Stored records
┌──

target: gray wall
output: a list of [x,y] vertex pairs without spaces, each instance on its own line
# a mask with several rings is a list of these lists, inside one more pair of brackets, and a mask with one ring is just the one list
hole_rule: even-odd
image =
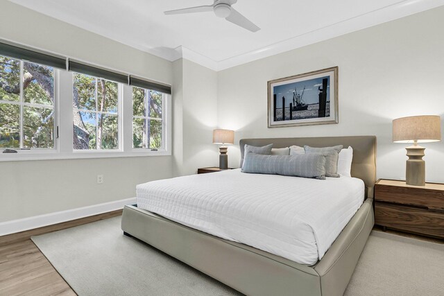
[[[391,142],[391,120],[444,115],[444,8],[216,73],[187,60],[168,62],[6,0],[0,5],[0,38],[171,83],[173,139],[171,157],[0,162],[0,223],[130,198],[136,184],[216,166],[216,127],[236,130],[237,141],[375,134],[377,175],[397,179],[404,176],[405,145]],[[339,67],[339,124],[267,128],[268,80],[332,66]],[[424,146],[427,180],[444,182],[444,142]],[[238,147],[230,146],[228,154],[230,166],[237,166]]]
[[[391,141],[398,117],[444,120],[444,7],[219,72],[218,123],[247,137],[377,137],[377,177],[405,177],[404,148]],[[339,123],[267,128],[267,81],[339,66]],[[444,182],[444,141],[427,148],[426,180]],[[239,148],[228,150],[238,166]]]

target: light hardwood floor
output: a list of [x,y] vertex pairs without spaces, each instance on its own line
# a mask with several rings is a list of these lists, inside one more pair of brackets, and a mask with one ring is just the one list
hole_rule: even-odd
[[0,296],[76,295],[30,238],[121,214],[114,211],[0,236]]
[[0,245],[0,295],[76,295],[31,239]]

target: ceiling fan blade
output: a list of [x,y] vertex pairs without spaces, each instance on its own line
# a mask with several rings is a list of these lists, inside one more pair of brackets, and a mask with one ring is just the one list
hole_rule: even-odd
[[233,24],[240,26],[251,32],[257,32],[261,28],[251,22],[248,19],[241,15],[237,10],[232,7],[231,8],[231,13],[229,16],[225,17],[225,19],[228,21],[231,21]]
[[168,10],[164,12],[165,15],[180,15],[182,13],[194,13],[194,12],[206,12],[207,11],[213,11],[212,5],[207,5],[203,6],[189,7],[188,8],[176,9],[174,10]]

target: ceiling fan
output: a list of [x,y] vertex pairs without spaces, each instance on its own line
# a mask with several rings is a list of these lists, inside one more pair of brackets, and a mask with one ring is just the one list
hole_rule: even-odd
[[179,15],[182,13],[206,12],[212,11],[219,17],[223,17],[227,21],[240,26],[251,32],[257,32],[260,30],[257,26],[251,22],[248,19],[241,15],[232,5],[237,2],[237,0],[214,0],[213,5],[190,7],[187,8],[177,9],[175,10],[165,11],[165,15]]

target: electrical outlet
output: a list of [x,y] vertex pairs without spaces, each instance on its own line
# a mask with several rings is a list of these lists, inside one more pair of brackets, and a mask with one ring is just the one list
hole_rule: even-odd
[[97,175],[97,184],[103,183],[103,175]]

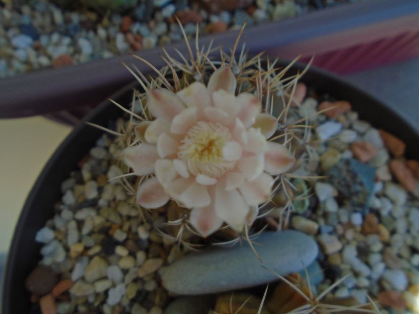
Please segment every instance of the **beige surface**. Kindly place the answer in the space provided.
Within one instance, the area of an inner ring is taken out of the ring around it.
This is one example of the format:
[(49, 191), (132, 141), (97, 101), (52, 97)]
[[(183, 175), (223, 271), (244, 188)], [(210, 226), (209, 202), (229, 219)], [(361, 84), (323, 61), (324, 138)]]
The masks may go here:
[(70, 130), (39, 117), (0, 120), (0, 252), (8, 249), (35, 180)]

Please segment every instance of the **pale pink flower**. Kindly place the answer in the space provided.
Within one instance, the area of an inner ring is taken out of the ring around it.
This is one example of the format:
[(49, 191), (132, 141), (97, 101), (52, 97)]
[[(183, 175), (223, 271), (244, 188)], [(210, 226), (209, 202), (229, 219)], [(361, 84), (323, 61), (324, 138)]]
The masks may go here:
[(232, 72), (222, 67), (207, 87), (195, 82), (176, 93), (151, 91), (156, 120), (142, 123), (143, 142), (124, 151), (135, 174), (156, 175), (138, 187), (139, 204), (157, 208), (173, 199), (192, 210), (190, 222), (204, 236), (224, 222), (239, 231), (253, 223), (258, 205), (269, 199), (272, 175), (294, 162), (285, 146), (266, 140), (276, 118), (261, 113), (253, 94), (236, 96), (236, 88)]

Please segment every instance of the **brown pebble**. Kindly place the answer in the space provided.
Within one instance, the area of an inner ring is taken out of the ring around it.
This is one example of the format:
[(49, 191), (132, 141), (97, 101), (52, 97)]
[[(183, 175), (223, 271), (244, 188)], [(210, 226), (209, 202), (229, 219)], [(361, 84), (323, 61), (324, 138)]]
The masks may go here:
[(47, 294), (39, 300), (42, 314), (57, 314), (57, 304), (52, 294)]
[(351, 146), (355, 158), (361, 163), (366, 163), (377, 154), (377, 147), (367, 142), (355, 142)]
[(412, 171), (400, 160), (393, 160), (390, 162), (390, 169), (407, 191), (411, 192), (416, 187), (416, 179)]
[(51, 292), (58, 282), (57, 275), (51, 268), (38, 265), (26, 278), (25, 286), (29, 292), (42, 296)]
[(184, 10), (181, 11), (178, 11), (175, 15), (180, 24), (184, 25), (188, 23), (201, 23), (202, 22), (202, 17), (195, 11), (192, 10)]
[(324, 114), (331, 119), (336, 119), (341, 115), (349, 111), (351, 108), (351, 104), (344, 100), (338, 100), (334, 102), (323, 101), (318, 106), (319, 111), (327, 110), (324, 112)]
[(384, 145), (393, 155), (400, 157), (404, 153), (406, 144), (403, 141), (384, 130), (380, 129), (378, 131), (384, 142)]
[(295, 86), (294, 93), (294, 101), (291, 102), (292, 106), (298, 106), (301, 104), (307, 93), (307, 86), (304, 83), (298, 83)]
[(122, 21), (121, 23), (121, 30), (123, 32), (126, 33), (129, 30), (129, 28), (132, 25), (132, 19), (129, 15), (125, 15), (122, 18)]
[(378, 227), (378, 218), (374, 214), (368, 214), (365, 216), (362, 224), (362, 234), (377, 234), (380, 232)]
[(222, 21), (214, 22), (208, 25), (208, 31), (210, 33), (223, 33), (227, 30), (227, 24)]
[(246, 8), (253, 3), (254, 0), (201, 0), (200, 2), (210, 13), (219, 13), (223, 10)]
[(401, 260), (390, 248), (384, 250), (383, 259), (388, 267), (392, 269), (400, 269), (401, 267)]
[(53, 61), (53, 67), (59, 68), (73, 64), (73, 58), (70, 55), (64, 54), (60, 55)]
[(394, 309), (403, 309), (406, 307), (406, 301), (403, 295), (397, 291), (383, 291), (378, 295), (377, 298), (382, 304)]
[(416, 179), (419, 179), (419, 162), (417, 160), (408, 160), (406, 165), (413, 173)]
[(57, 297), (62, 293), (65, 292), (73, 286), (73, 281), (71, 279), (65, 279), (59, 282), (53, 289), (52, 294), (53, 296)]

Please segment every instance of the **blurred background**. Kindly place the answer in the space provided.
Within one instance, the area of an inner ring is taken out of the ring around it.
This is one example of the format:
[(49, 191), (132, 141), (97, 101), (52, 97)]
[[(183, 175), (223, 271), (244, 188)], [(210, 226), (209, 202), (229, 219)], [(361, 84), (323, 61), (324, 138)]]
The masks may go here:
[[(419, 127), (417, 0), (0, 0), (0, 268), (35, 180), (73, 125), (132, 80), (129, 53), (157, 66), (182, 34), (344, 76)], [(140, 70), (147, 70), (138, 65)], [(379, 113), (377, 113), (379, 114)], [(7, 118), (7, 119), (6, 119)], [(1, 276), (0, 269), (0, 276)]]

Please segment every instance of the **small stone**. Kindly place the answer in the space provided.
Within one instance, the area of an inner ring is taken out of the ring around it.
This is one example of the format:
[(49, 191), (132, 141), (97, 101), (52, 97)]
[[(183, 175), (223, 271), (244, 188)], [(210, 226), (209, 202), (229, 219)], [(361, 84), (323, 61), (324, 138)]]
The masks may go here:
[(393, 160), (390, 162), (389, 165), (391, 173), (406, 191), (411, 192), (414, 190), (416, 180), (404, 163), (400, 160)]
[(407, 193), (399, 185), (392, 182), (387, 182), (385, 192), (386, 195), (396, 205), (402, 206), (406, 203), (406, 201), (407, 200)]
[(334, 148), (329, 148), (320, 157), (321, 168), (327, 171), (340, 160), (341, 153)]
[(92, 199), (98, 197), (98, 183), (91, 181), (84, 185), (84, 196), (87, 199)]
[(389, 247), (384, 250), (383, 255), (384, 262), (389, 268), (400, 269), (401, 267), (401, 260), (397, 254)]
[(84, 270), (84, 279), (87, 282), (94, 282), (106, 276), (108, 263), (98, 256), (92, 258)]
[(406, 163), (406, 165), (413, 173), (416, 179), (419, 179), (419, 161), (412, 160), (408, 160)]
[(106, 304), (111, 306), (115, 305), (119, 302), (125, 294), (125, 286), (123, 284), (119, 284), (115, 288), (111, 288), (108, 292)]
[(339, 134), (339, 139), (344, 143), (353, 143), (356, 140), (358, 135), (353, 130), (344, 130)]
[(37, 295), (49, 293), (58, 282), (53, 270), (47, 266), (38, 265), (25, 281), (25, 286), (30, 292)]
[(403, 141), (396, 137), (390, 133), (384, 130), (378, 130), (384, 145), (391, 153), (396, 157), (400, 157), (404, 153), (406, 149), (406, 144)]
[(163, 265), (162, 258), (150, 258), (147, 259), (138, 270), (139, 277), (144, 277), (149, 274), (154, 273)]
[(117, 245), (115, 248), (115, 252), (121, 256), (126, 256), (129, 253), (128, 249), (122, 245)]
[(338, 191), (336, 189), (329, 183), (316, 182), (314, 186), (314, 190), (316, 195), (320, 201), (326, 200), (328, 198), (336, 196), (338, 195)]
[(227, 30), (227, 24), (222, 21), (215, 22), (208, 25), (208, 30), (212, 33), (223, 33)]
[(109, 266), (106, 271), (108, 278), (110, 279), (115, 284), (122, 282), (124, 279), (124, 274), (121, 269), (116, 265)]
[(71, 279), (65, 279), (59, 282), (55, 287), (53, 289), (52, 294), (54, 297), (57, 297), (61, 295), (71, 287), (73, 286), (74, 283)]
[(70, 289), (70, 293), (75, 296), (87, 296), (95, 293), (95, 287), (92, 284), (78, 280)]
[(316, 128), (316, 134), (321, 140), (328, 139), (339, 133), (342, 127), (342, 124), (339, 122), (328, 121)]
[(406, 305), (403, 295), (397, 291), (383, 291), (377, 296), (377, 299), (383, 305), (396, 310), (403, 309)]
[(118, 265), (121, 269), (129, 269), (135, 265), (135, 259), (131, 256), (123, 256), (119, 259)]
[(316, 222), (302, 216), (294, 216), (291, 220), (291, 226), (296, 230), (313, 235), (318, 230), (318, 224)]
[(407, 288), (408, 280), (406, 274), (401, 270), (386, 270), (383, 278), (394, 289), (398, 291), (404, 291)]
[(141, 266), (147, 258), (147, 254), (144, 251), (138, 251), (135, 253), (136, 265)]
[(362, 224), (362, 215), (360, 213), (351, 214), (351, 222), (354, 226), (360, 226)]
[(83, 243), (78, 242), (74, 243), (70, 247), (70, 257), (72, 258), (75, 258), (80, 254), (84, 249), (84, 245)]
[(93, 47), (91, 44), (86, 38), (80, 38), (77, 40), (77, 44), (81, 53), (86, 56), (90, 56), (93, 54)]
[(352, 123), (352, 128), (361, 134), (364, 133), (370, 128), (371, 125), (366, 121), (356, 120)]
[(44, 227), (36, 233), (35, 241), (41, 243), (48, 243), (55, 238), (55, 233), (48, 227)]
[(42, 314), (56, 314), (57, 304), (55, 299), (51, 294), (41, 297), (39, 300), (39, 305)]
[(349, 198), (352, 206), (368, 206), (374, 191), (376, 175), (374, 168), (354, 159), (345, 159), (341, 160), (325, 174), (329, 176), (332, 186), (337, 187)]
[(12, 44), (15, 48), (26, 49), (32, 45), (33, 40), (27, 35), (20, 34), (12, 38)]
[(342, 243), (334, 235), (321, 234), (317, 237), (317, 239), (325, 254), (336, 253), (342, 248)]
[(133, 299), (137, 294), (138, 285), (136, 283), (131, 282), (126, 286), (125, 295), (129, 300)]
[(366, 163), (378, 152), (376, 146), (367, 142), (355, 142), (351, 150), (355, 158), (361, 163)]
[(383, 148), (384, 143), (380, 135), (380, 132), (376, 129), (371, 128), (364, 135), (364, 140), (374, 145), (378, 149)]
[(96, 281), (94, 284), (95, 291), (97, 293), (105, 292), (112, 286), (112, 282), (109, 279), (102, 279)]
[(126, 239), (127, 233), (121, 229), (117, 229), (114, 233), (113, 237), (117, 240), (119, 242), (123, 242)]
[(318, 111), (325, 110), (324, 114), (331, 119), (336, 119), (341, 115), (351, 110), (351, 104), (348, 101), (340, 100), (331, 102), (323, 101), (318, 106)]

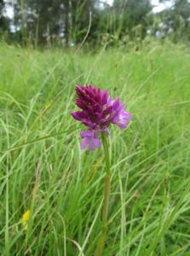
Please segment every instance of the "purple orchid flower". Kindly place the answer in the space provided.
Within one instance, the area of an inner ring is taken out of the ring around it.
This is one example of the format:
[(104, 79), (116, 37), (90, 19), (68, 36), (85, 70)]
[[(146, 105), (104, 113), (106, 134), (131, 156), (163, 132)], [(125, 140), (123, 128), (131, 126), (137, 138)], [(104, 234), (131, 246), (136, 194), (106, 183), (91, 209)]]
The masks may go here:
[(127, 128), (131, 115), (124, 110), (119, 98), (112, 100), (107, 89), (101, 91), (92, 85), (77, 85), (75, 90), (76, 105), (82, 111), (72, 112), (72, 115), (89, 128), (81, 132), (82, 149), (85, 147), (89, 147), (89, 150), (100, 148), (100, 134), (102, 131), (108, 134), (111, 124), (116, 124), (122, 129)]

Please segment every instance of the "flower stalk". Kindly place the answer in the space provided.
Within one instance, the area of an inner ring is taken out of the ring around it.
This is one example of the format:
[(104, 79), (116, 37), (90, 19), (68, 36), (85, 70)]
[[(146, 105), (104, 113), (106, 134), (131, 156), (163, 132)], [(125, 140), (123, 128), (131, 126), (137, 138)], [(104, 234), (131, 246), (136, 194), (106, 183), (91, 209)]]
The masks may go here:
[(104, 195), (103, 195), (104, 200), (103, 200), (103, 210), (102, 210), (101, 231), (99, 236), (95, 256), (101, 256), (104, 250), (107, 231), (107, 213), (108, 213), (110, 185), (111, 185), (110, 158), (109, 158), (109, 148), (107, 143), (107, 132), (101, 133), (101, 141), (102, 141), (104, 154), (105, 154), (106, 177), (105, 177)]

└──

Required task
Rewrite the data from the line with "Please segment every instance of the **small" to the line with "256), (92, 258)]", both included. Shift every coordinate in the answer masks by adding -62 to it, and leave every other line unchanged.

Exercise response
Please segment every instance of the **small stone**. Kindly place the answer in the space provided.
Within one instance, the area of an inner ring is taken out of the ring around it.
This is one example of the format:
[(49, 191), (132, 141), (97, 101), (52, 97)]
[[(183, 175), (223, 271), (244, 188)], [(210, 226), (209, 202), (229, 219)], [(361, 84), (323, 61), (324, 138)]]
The masks may go here:
[(331, 98), (328, 100), (327, 103), (329, 111), (344, 129), (349, 130), (352, 128), (354, 118), (342, 101), (338, 98)]
[(345, 131), (337, 123), (330, 120), (325, 120), (323, 130), (324, 133), (334, 143), (340, 144), (344, 141), (344, 139), (345, 138)]
[(272, 86), (267, 86), (258, 95), (259, 106), (265, 109), (278, 98), (279, 91)]
[(30, 137), (36, 135), (36, 121), (29, 119), (22, 123), (22, 134), (25, 137)]
[(327, 185), (322, 188), (321, 193), (322, 200), (327, 206), (338, 207), (339, 205), (339, 198), (335, 192)]
[(22, 208), (22, 217), (25, 220), (32, 220), (44, 214), (46, 201), (36, 194), (30, 196)]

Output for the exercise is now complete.